┌──
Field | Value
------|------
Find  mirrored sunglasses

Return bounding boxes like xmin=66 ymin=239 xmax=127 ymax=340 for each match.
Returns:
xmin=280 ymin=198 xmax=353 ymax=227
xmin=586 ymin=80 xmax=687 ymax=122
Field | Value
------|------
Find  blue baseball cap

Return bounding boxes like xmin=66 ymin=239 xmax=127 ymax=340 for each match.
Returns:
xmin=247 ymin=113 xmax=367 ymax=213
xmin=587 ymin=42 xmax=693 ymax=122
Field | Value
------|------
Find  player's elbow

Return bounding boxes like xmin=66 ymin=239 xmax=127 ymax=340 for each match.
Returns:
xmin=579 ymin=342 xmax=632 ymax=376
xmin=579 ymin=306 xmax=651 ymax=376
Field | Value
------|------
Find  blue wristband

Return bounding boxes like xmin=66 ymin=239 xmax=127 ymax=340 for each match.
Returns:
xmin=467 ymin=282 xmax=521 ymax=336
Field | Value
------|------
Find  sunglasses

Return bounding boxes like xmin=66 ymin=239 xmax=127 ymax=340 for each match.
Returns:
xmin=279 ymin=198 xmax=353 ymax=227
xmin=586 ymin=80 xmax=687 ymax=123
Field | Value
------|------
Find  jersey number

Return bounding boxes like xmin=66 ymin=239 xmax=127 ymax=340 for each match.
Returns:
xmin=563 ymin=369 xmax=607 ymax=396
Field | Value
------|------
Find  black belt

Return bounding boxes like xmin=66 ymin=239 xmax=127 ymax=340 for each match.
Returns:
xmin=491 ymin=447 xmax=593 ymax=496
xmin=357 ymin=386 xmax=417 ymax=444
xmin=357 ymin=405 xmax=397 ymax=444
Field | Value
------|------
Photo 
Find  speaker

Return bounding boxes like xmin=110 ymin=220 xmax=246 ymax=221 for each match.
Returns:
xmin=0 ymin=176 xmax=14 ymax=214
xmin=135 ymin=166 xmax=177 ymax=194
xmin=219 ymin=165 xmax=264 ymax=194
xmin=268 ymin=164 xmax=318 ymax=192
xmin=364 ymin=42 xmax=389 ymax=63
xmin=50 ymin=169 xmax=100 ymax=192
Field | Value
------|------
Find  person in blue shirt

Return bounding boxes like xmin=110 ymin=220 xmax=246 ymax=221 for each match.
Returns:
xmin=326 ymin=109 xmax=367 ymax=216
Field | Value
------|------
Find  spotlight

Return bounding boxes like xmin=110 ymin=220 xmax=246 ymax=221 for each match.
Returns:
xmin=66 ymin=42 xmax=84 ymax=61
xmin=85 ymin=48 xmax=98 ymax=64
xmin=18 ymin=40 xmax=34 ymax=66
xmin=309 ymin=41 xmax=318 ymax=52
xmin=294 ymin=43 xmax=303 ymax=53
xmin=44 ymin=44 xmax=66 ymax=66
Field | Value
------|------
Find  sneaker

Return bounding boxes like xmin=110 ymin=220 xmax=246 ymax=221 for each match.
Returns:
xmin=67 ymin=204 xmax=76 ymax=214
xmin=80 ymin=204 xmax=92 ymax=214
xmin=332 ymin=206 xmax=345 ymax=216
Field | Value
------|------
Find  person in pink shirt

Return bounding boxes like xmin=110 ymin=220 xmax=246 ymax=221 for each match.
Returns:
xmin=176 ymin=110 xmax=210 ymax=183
└──
> _Exercise prompt_
Render every one of the entries above as a row of a two-column CSV with the header request,boxes. Put each entry's text in the first field and its answer in the second, enclose each field in double quotes, and replace line breaks with spaces.

> _Correct output_
request,boxes
"Field | Value ------|------ Find  mirrored sunglasses Return bounding boxes like xmin=66 ymin=239 xmax=127 ymax=340 for each match. Returns:","xmin=280 ymin=198 xmax=353 ymax=227 xmin=586 ymin=80 xmax=687 ymax=122"
"Field | Value ------|------ Find  blue baseball cap Return bounding boxes like xmin=66 ymin=239 xmax=127 ymax=340 for each match. Returns:","xmin=247 ymin=113 xmax=367 ymax=213 xmin=587 ymin=42 xmax=693 ymax=122"
"Field | Value ------|------ Find  player's elbow Return bounding boxes like xmin=66 ymin=239 xmax=127 ymax=340 for each match. Returns:","xmin=579 ymin=342 xmax=632 ymax=376 xmin=579 ymin=306 xmax=651 ymax=376"
"Field | Value ------|------ Find  blue wristband Return bounding boxes like xmin=66 ymin=239 xmax=127 ymax=340 for each match. Returns:","xmin=467 ymin=282 xmax=521 ymax=336"
"Field | Value ------|------ Find  sunglasses Return bounding boxes like xmin=66 ymin=239 xmax=127 ymax=340 for each match. Returns:","xmin=279 ymin=198 xmax=353 ymax=227 xmin=586 ymin=80 xmax=687 ymax=123"
"Field | Value ------|------ Find  jersey number Return bounding boxes like xmin=66 ymin=239 xmax=127 ymax=340 for each match. Returns:","xmin=563 ymin=369 xmax=607 ymax=396"
"Field | Value ------|------ Find  black belt Return bounding boxes like xmin=66 ymin=239 xmax=127 ymax=340 for each match. Returns:","xmin=491 ymin=447 xmax=593 ymax=496 xmin=357 ymin=386 xmax=417 ymax=444 xmin=357 ymin=405 xmax=397 ymax=444"
"Field | Value ------|------ Photo Find  speaker Return bounding boxes like xmin=110 ymin=220 xmax=246 ymax=221 for each match. Returns:","xmin=0 ymin=176 xmax=14 ymax=214 xmin=135 ymin=166 xmax=177 ymax=194 xmin=219 ymin=165 xmax=264 ymax=194 xmin=268 ymin=164 xmax=318 ymax=192 xmin=364 ymin=42 xmax=389 ymax=63 xmin=50 ymin=169 xmax=100 ymax=192"
"Field | Value ------|------ Find  person in blue shirt Return bounding boxes like xmin=110 ymin=220 xmax=246 ymax=221 for each match. Returns:","xmin=326 ymin=109 xmax=367 ymax=216"
"Field | Value ------|------ Find  spotlight Return bounding boxes like xmin=110 ymin=220 xmax=246 ymax=221 for each match. Returns:","xmin=66 ymin=42 xmax=84 ymax=61 xmin=85 ymin=48 xmax=98 ymax=64 xmin=18 ymin=40 xmax=34 ymax=66 xmin=309 ymin=41 xmax=318 ymax=52 xmin=294 ymin=43 xmax=303 ymax=53 xmin=44 ymin=44 xmax=66 ymax=66"
"Field | Value ------|------ Find  sneaker Return bounding boxes like xmin=110 ymin=220 xmax=246 ymax=221 for each match. Returns:","xmin=67 ymin=204 xmax=76 ymax=214 xmin=80 ymin=204 xmax=92 ymax=214 xmin=332 ymin=206 xmax=345 ymax=216"
"Field | Value ------|------ Find  person in pink shirt Return bounding boxes like xmin=110 ymin=220 xmax=246 ymax=221 for each match. Returns:","xmin=176 ymin=110 xmax=210 ymax=183"